-- BEGIN --

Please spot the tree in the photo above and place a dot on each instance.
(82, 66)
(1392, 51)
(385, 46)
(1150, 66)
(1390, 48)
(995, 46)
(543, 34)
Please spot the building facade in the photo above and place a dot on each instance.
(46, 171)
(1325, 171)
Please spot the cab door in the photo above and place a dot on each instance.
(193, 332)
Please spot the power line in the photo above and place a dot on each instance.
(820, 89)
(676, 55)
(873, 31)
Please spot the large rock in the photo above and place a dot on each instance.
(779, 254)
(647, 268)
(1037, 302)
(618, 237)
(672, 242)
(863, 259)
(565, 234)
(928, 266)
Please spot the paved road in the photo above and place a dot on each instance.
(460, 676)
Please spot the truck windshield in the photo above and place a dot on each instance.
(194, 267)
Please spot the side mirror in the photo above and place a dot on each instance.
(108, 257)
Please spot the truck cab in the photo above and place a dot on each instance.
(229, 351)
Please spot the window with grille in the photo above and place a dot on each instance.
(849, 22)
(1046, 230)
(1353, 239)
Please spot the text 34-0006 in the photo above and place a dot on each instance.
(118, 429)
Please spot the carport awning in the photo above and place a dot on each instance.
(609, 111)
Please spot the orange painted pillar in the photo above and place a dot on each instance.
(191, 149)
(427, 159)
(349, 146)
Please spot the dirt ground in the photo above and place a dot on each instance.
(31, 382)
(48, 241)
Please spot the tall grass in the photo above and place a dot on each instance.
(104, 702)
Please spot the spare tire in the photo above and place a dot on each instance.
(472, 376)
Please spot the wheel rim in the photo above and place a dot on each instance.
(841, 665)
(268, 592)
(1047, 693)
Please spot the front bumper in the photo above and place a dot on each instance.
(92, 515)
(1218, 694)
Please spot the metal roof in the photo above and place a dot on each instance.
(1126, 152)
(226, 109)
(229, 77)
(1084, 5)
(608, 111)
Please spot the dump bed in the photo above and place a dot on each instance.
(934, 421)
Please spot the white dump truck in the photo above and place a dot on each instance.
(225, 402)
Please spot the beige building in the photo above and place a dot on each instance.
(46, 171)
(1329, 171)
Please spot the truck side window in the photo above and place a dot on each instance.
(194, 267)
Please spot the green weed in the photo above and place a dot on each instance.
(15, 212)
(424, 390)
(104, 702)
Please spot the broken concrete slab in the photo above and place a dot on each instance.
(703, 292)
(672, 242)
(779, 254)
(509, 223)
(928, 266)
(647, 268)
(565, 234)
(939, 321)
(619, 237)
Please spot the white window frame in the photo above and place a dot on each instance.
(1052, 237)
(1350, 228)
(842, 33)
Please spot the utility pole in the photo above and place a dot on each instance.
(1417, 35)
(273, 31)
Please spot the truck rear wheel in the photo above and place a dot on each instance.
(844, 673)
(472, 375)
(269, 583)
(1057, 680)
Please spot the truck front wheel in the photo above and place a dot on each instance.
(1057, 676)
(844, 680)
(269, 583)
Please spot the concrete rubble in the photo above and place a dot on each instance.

-- END --
-- BEGIN --

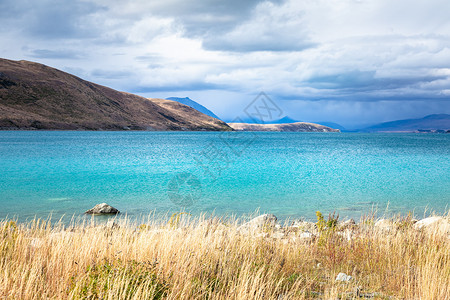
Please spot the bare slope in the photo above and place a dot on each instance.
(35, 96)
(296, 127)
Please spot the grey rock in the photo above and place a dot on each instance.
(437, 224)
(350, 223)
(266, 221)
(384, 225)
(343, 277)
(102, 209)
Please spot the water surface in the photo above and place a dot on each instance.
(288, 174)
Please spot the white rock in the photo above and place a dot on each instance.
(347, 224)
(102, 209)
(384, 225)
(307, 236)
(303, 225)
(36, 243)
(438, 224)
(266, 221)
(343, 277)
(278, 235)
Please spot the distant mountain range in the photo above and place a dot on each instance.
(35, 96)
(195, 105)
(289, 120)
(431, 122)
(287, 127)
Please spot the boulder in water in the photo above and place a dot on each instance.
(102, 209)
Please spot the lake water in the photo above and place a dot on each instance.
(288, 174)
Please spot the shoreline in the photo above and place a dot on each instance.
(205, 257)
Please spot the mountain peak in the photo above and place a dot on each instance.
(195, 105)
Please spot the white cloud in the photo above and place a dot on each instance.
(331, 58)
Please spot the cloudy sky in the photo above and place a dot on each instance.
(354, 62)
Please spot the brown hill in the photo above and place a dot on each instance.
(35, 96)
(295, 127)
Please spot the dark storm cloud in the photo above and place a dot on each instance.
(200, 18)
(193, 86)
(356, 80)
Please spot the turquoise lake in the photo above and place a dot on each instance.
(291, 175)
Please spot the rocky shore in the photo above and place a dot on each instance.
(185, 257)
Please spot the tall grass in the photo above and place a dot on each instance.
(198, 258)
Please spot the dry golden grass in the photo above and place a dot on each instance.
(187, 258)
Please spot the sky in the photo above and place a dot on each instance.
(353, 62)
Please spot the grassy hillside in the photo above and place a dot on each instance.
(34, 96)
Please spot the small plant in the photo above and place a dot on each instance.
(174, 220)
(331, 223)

-- END --

Count the lines in the data above that contain the string "water", treating uppercase and lowercase letters as different. Reply with the number alone.

3